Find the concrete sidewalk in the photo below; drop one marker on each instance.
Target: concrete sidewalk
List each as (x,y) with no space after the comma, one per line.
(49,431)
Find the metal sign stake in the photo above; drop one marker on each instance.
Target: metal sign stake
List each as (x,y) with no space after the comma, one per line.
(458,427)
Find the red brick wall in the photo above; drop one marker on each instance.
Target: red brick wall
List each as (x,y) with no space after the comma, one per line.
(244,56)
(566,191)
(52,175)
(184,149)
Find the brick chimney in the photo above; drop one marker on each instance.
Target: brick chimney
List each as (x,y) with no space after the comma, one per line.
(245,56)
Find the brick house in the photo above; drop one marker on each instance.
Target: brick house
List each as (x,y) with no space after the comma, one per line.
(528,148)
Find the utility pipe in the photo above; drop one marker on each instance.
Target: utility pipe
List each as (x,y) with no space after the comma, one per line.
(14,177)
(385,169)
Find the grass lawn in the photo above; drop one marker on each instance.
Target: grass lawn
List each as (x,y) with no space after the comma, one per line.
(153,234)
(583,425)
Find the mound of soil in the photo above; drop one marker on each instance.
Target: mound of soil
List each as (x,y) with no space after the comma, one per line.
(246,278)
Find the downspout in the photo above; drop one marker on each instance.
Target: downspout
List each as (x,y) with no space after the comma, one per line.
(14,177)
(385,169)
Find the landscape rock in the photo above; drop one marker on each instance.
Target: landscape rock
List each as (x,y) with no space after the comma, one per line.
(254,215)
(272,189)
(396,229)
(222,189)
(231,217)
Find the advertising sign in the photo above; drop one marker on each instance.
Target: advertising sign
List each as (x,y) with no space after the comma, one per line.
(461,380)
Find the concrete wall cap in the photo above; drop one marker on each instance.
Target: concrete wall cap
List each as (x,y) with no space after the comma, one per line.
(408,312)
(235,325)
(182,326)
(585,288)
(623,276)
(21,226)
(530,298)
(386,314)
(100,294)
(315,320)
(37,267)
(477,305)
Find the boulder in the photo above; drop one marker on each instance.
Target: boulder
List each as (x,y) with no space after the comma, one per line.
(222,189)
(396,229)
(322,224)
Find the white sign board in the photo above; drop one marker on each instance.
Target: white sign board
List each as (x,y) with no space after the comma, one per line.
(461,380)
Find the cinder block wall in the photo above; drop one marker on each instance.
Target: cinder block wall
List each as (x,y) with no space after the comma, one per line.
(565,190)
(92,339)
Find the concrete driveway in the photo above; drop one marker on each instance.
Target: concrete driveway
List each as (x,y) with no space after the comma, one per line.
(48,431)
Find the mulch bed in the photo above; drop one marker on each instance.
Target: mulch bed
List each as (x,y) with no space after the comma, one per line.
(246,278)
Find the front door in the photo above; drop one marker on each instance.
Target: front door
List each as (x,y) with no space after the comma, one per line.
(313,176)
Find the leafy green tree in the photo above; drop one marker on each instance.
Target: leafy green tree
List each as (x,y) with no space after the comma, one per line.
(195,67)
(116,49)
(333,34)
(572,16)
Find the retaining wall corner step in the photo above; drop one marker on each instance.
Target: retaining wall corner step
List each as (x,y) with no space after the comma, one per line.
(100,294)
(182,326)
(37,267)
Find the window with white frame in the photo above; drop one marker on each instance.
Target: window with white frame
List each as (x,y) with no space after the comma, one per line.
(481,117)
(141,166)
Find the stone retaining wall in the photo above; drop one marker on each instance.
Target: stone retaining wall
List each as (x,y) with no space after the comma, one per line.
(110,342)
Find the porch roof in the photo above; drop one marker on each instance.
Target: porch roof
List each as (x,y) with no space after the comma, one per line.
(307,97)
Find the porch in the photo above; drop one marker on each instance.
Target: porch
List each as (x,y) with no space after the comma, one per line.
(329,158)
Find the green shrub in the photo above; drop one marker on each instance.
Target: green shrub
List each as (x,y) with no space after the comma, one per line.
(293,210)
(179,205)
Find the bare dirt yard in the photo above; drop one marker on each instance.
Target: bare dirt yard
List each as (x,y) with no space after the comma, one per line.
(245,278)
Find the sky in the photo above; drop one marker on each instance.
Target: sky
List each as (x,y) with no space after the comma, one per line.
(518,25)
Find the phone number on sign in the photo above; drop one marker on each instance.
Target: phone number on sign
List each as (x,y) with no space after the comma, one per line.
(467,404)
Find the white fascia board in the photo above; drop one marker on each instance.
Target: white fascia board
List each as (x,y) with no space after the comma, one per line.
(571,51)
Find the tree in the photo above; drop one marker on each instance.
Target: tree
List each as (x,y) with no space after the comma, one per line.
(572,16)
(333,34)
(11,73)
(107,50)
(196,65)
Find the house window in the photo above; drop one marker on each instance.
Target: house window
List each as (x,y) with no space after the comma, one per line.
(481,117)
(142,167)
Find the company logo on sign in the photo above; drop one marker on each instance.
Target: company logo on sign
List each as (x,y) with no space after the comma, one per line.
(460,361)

- - - - -

- _Given exercise_
Please return the listing above word for word, keeping every line in its original order.

- _Solution to this problem_
Find the concrete sidewalk in the photo below; drop one marker on each instance.
Target: concrete sidewalk
List each as (x,y) with no space after the comma, one per line.
(49,431)
Find the metal sign stake in the photo above; drop one marker on each instance.
Target: metal sign stake
List each as (x,y) with no space after the comma, one per line.
(458,427)
Find the red brick wall in the photo above; drop one marker on each instance.
Target: red brick wall
List each as (x,y) with no space after the comma, one per line.
(244,56)
(566,191)
(52,175)
(184,149)
Find the brick chimney in the photo above; drop one marker on each instance.
Target: brick chimney
List each as (x,y) with no space after the comma, one per line.
(245,56)
Find the brick house in the photo above; drop one marker on each instance.
Target: brick house
List each as (x,y) with no space after the comma, one per line.
(528,148)
Find the utility pipe in the photo above; drop one marker on each instance.
Target: utility pipe
List each as (x,y) with no space after the comma, one per line.
(14,177)
(385,169)
Find the grass lawn in the photo above; drop one marker on each instance.
Target: grass lawn
List each as (x,y) with no space after the comma, one per line.
(153,234)
(583,425)
Find the mound of soil in the photo above; drop one marker on each instance.
Target: mound of soil
List each as (x,y) with no space after the comma, one per line.
(246,278)
Find the downspout in the photo above; drop one marker on each instance.
Target: downspout
List each as (x,y) with no space after the comma, one per line.
(14,177)
(385,169)
Find the landscape rock in the photo above; drop one marker on each instance.
Target: landscape rock
List each as (x,y) with no space after the comma, one per line.
(254,215)
(272,189)
(396,229)
(222,189)
(231,217)
Find the advertising sign in the photo above; drop one marker on each instance.
Target: advertising sign
List each as (x,y) with no space after the comma, one per line.
(461,380)
Find the concrete wall cap in the photo above; drop one marker on each instance.
Target: concrete wall cap
List each as (x,y) with no space after the comma, one per line.
(408,312)
(235,325)
(182,326)
(585,288)
(623,276)
(21,226)
(530,298)
(386,314)
(100,294)
(315,320)
(37,267)
(477,305)
Find the boulder in the photo above; drop one marker on each instance.
Target: boulder
List each as (x,y) with no space after the comma, one per line.
(222,189)
(396,229)
(322,224)
Find the white sign board in the photo above; drop one marker on each instance.
Target: white sign board
List each as (x,y) with no space after the comma, one per line.
(461,380)
Find the cinder block wall in the photo above; drop one marker on each instance.
Target: cinder block wall
List each as (x,y) with no space after the comma, one per line.
(565,190)
(92,339)
Find the concrete driveway in the photo above; drop one marker on each instance.
Target: concrete driveway
List each as (x,y) with no space after the comma, one per line.
(48,431)
Find the mulch bed in the photo above; drop one marker on each instance.
Target: mulch bed
List each as (x,y) with no space after the comma, one per line.
(246,278)
Find the front door in the photo above; drop one marker on each instance.
Target: front door
List each as (x,y) with no space after the comma, one per line.
(313,176)
Find the leafy green tree in the photo above; drop one marker on each instance.
Target: leafy green tree
List each as (x,y) with no space after the comma, one per line.
(195,67)
(116,49)
(333,34)
(572,16)
Find the retaining wall corner step in the photo above; drop one marker on each instance.
Target: retaining wall corner step
List each as (x,y) with no space after the comma, one per line.
(100,294)
(182,326)
(37,267)
Find the window with white frame in the photo above; drop one marker on each instance.
Target: window with white frame
List each as (x,y) with no space after the comma, one per line.
(481,117)
(141,166)
Find the stone retaining wall in the photo above; drop one marker on each instance.
Target: stone retaining wall
List each as (x,y) with no space after the comma, one per line.
(110,342)
Find the porch roof in the photo above; drop one marker on each instance.
Target: porch roof
List each as (x,y) with no space after the comma, one per line.
(307,97)
Find the porch in the photo above; drop one marker on each instance.
Target: porch
List each as (x,y) with no space after the comma, one per line.
(329,158)
Find the green shrub in the photo above; drop one marker on each instance.
Target: green shrub
List each as (x,y) with no space after the comma, one per line.
(293,210)
(179,205)
Find the bare dirt yard in the photo above; drop one marker on each instance.
Target: bare dirt yard
List each as (x,y) with no space after the comma, one per line.
(245,278)
Find the sky in the photo above; drop one marker on each instance.
Target: sky
List each as (x,y) with no space after the comma, one per line.
(518,25)
Find the phone number on sign in the photo above; drop one marker on each instance.
Target: phone number on sign
List each as (x,y) with no space after the comma, one per line.
(467,404)
Find the white fascia board in the photo above; drop one marker on each instance.
Target: white fascia board
List each as (x,y) with no space after the comma, one per line.
(571,51)
Find the tree in the photo above; drop one marker on each instance.
Target: tree
List each as (x,y) with no space after the comma, one per line.
(572,16)
(333,34)
(11,73)
(107,50)
(196,65)
Find the house window in the photo above; drop one marker on each instance.
Target: house window
List each as (x,y) with no space after the comma, one per line.
(481,117)
(142,167)
Find the company logo on sign in the photo above; drop one marker on each instance.
Target: company logo on sign
List each as (x,y) with no space after the comma, one per line.
(460,361)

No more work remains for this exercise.